Passage

:::

In the latest on US trade policy, we are now starting to see the economic consequences of starting a tariff war. Farmers have been complaining that they are being hurt irreparably by the imposition of tariffs in retaliation for the tariffs being imposed on China and our allies. The Trump administration is now proposing to employ $12 billion in emergency funds from the Department of Agriculture to subsidize losses of US farmers resulting from the imposition of retaliatory tariffs, specifically on soybeans, pork, sorghum, corn, wheat, cotton and dairy products, just to name a few.
What is clear is that the expenditures are not subject to congressional approval. The administration is employing the Depression-era facility called the Commodity Credit Corporation (CCC) established to fund payments to farmers as part of a three-part program that includes direct assistance, the purchase of surplus agricultural products (1), and trade promotion of agricultural products. Two things are missing so far from the discussion of the bailout program. First, there is no mention of when payments will be made or the process by which these payments will be apportioned and paid. Second, since the funding authority under the CCC is capped at $30 billion, we don’t know if this is just the first tranche of future draws.

:::

Entries shown
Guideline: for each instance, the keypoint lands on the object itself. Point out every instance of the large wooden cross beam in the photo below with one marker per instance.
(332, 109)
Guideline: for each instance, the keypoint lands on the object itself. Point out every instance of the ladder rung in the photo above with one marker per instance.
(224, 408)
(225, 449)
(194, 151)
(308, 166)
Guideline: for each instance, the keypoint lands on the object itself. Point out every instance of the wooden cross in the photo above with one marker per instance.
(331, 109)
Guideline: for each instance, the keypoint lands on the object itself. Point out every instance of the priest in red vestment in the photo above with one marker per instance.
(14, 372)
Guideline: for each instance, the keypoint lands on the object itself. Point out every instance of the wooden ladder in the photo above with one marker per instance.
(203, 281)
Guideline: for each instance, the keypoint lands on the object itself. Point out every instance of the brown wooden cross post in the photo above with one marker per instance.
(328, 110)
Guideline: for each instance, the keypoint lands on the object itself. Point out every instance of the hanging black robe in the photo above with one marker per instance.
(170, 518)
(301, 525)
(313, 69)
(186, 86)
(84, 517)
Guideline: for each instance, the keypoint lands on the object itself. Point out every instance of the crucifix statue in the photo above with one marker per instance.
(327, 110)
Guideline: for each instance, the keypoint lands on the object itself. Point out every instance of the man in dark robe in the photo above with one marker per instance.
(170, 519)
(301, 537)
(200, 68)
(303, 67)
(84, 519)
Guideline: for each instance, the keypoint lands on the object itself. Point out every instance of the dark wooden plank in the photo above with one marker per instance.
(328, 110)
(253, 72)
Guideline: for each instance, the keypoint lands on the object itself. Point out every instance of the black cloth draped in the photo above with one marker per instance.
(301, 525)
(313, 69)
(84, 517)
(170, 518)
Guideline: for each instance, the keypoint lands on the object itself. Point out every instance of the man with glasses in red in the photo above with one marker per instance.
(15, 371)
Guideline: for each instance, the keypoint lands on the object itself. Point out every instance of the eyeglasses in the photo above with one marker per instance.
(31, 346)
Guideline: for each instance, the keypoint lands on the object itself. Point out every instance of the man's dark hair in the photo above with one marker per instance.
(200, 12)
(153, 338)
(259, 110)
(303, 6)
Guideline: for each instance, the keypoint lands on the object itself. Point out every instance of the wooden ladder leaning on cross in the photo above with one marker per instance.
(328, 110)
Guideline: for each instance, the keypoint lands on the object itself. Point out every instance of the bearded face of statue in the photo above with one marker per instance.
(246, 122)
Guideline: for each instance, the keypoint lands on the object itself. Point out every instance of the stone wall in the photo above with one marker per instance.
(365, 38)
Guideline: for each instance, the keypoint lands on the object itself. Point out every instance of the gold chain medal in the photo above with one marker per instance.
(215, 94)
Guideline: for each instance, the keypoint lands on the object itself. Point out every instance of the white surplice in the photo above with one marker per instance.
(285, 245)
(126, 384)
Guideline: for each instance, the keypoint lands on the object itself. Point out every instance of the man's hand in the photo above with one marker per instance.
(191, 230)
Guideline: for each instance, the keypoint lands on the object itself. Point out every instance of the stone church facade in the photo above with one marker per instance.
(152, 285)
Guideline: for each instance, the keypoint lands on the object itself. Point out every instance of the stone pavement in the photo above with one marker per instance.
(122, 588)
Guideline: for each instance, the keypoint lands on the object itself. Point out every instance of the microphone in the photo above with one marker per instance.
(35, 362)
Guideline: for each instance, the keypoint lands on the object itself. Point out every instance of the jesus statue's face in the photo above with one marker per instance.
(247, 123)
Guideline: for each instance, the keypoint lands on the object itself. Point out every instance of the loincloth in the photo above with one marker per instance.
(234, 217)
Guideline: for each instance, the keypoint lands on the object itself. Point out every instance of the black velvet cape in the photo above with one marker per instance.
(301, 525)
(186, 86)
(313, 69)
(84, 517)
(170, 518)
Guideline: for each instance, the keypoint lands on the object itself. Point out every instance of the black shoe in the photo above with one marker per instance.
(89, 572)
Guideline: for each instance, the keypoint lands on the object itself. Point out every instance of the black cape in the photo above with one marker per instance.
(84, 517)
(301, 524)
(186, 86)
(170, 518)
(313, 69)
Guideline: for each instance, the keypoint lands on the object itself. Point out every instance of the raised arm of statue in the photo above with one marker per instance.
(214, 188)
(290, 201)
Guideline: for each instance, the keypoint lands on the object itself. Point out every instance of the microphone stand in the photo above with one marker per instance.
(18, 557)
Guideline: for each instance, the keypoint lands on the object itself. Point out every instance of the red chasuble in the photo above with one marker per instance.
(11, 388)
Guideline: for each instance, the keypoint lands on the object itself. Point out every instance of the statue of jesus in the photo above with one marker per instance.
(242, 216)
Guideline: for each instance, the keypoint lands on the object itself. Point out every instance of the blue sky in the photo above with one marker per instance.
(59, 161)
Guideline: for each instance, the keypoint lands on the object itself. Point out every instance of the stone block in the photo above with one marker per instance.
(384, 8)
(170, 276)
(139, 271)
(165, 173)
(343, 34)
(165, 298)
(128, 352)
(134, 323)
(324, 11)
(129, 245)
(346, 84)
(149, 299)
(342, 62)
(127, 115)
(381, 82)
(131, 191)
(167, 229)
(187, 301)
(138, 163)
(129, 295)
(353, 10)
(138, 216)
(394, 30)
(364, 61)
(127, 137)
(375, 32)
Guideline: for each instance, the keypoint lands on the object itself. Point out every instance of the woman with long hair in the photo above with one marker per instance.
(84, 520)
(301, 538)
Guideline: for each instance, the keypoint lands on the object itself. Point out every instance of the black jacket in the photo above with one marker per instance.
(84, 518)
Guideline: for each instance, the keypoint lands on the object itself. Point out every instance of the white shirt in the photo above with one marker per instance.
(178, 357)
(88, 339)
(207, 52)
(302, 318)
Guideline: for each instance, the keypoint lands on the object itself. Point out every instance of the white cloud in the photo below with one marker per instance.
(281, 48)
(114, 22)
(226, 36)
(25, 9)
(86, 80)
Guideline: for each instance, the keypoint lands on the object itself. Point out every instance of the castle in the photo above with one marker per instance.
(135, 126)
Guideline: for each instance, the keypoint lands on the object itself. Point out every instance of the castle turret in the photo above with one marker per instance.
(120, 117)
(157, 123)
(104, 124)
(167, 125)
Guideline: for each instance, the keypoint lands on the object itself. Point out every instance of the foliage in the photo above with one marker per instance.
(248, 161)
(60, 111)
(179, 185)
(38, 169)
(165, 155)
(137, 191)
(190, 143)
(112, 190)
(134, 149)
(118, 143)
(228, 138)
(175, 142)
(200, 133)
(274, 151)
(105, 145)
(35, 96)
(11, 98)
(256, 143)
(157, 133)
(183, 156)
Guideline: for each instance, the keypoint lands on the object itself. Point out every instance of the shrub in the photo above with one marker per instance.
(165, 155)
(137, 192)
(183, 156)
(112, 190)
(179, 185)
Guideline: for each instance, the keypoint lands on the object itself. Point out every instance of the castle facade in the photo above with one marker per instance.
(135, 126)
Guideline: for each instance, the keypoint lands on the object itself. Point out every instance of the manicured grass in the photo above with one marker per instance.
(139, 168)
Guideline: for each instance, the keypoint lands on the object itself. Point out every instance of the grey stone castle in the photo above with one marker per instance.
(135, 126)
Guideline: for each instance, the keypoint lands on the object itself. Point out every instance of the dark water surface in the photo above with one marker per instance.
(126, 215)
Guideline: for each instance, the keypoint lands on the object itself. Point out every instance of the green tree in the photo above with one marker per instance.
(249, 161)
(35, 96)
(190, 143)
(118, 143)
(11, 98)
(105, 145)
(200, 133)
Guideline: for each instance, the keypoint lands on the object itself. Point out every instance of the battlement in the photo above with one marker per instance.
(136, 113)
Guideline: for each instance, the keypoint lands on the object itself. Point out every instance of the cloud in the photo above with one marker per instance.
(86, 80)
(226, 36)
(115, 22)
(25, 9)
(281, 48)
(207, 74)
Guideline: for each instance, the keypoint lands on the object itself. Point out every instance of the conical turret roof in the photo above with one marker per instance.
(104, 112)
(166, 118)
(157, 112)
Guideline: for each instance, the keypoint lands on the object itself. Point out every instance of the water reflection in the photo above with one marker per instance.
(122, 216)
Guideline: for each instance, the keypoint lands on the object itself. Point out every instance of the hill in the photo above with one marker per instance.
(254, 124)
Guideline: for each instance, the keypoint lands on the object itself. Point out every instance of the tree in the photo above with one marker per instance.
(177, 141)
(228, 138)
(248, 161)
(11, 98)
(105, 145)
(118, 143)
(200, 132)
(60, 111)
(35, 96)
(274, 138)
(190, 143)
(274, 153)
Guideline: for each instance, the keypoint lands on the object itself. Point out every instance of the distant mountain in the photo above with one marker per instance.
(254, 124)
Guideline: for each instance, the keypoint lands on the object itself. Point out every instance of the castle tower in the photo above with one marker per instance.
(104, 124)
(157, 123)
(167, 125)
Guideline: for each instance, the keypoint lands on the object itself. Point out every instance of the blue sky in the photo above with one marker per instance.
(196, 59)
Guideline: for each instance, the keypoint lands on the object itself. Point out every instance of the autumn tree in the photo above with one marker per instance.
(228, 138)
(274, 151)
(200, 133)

:::

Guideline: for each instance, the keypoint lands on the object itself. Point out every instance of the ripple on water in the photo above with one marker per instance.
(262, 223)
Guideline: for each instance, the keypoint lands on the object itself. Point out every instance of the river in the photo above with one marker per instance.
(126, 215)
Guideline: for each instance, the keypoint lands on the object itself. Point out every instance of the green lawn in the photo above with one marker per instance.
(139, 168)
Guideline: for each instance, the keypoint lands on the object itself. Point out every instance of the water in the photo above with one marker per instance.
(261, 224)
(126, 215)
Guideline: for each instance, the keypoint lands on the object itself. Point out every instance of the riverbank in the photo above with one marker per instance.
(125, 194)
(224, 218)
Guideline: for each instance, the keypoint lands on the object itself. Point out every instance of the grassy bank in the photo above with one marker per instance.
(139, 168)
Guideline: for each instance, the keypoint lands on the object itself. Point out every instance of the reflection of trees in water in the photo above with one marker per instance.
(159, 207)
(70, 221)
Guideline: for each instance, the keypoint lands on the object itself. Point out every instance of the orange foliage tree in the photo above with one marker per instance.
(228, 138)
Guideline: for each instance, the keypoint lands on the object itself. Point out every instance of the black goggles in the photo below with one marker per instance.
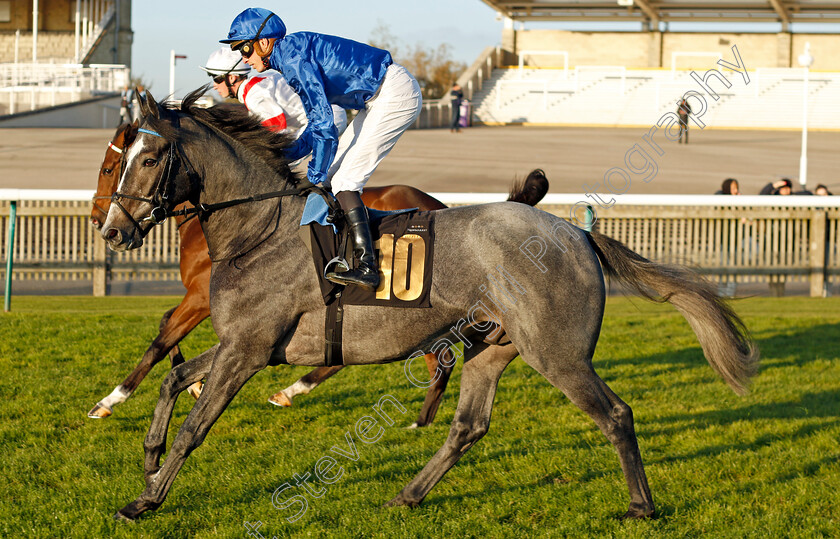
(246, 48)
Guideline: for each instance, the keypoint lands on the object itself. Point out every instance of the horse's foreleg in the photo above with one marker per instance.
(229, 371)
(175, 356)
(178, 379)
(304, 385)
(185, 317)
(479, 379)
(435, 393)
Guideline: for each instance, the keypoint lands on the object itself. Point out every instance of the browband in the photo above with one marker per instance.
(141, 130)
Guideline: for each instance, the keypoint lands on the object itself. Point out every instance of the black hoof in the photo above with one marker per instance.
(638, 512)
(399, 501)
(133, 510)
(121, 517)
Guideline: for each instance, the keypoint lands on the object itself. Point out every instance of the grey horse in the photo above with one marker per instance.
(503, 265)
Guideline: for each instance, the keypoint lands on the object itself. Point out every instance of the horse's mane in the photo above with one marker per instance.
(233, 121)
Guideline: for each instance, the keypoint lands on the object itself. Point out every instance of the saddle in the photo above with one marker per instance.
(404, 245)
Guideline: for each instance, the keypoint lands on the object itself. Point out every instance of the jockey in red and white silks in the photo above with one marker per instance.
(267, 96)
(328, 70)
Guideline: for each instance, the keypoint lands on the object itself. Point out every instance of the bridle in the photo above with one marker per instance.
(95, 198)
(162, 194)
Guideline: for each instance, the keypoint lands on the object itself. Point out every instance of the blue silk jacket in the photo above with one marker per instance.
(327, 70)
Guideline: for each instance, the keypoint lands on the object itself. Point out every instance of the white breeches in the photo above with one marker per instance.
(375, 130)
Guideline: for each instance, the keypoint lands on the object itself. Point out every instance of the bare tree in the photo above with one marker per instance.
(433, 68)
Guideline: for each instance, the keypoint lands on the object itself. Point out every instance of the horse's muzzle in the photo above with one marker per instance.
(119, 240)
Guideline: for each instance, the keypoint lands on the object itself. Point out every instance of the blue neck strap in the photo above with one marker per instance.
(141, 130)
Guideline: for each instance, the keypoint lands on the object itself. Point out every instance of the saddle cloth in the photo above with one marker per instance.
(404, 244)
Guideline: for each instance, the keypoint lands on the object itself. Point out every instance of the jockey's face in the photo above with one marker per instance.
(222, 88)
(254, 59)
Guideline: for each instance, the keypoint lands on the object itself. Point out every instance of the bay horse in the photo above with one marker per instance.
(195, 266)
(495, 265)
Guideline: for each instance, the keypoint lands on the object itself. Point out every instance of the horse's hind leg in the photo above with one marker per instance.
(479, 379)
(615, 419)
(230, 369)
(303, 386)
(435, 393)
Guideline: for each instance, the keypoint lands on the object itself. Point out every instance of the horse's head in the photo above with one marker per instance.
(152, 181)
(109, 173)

:::

What to do
Continue the commentary on the tariff war and the $12 billion farm bailout from the point where it stops.

Output of the task
Not only should Congressional approval be sought for such a program; but also this is only the tip of the iceberg, because the administration has imposed tariffs on many other products, like steel, autos, and electronics, whose producers will also be hurt. Will a life raft be given to Harley-Davidson? Where will the additional emergency funds to help those firms come from – if they come at all?
We now see that not only will taxpayers pay for the misguided approach to adjusting trade barriers in the form of higher prices of goods at home, but this use of taxpayer funds to rescue farmers evidences the administration’s willingness to divert funds from other priorities to fund its trade war. To be sure, the payments to farmers smell of pure politics, since those hardest hit live in states that supported the president in 2016. Does this imply that help will only be extended through the mid-term elections?
Given that only emergency funds are being used on what the administration claims to be a one-time expense, the political claims of others who are being or will be hurt can’t be far behind. And because funds are limited, the administration will be picking winners and losers as it subsidizes some products but not others that have been targeted for retaliatory tariffs. Will funds to support Detroit automakers and US steel producers be available on the same terms and in as timely a fashion?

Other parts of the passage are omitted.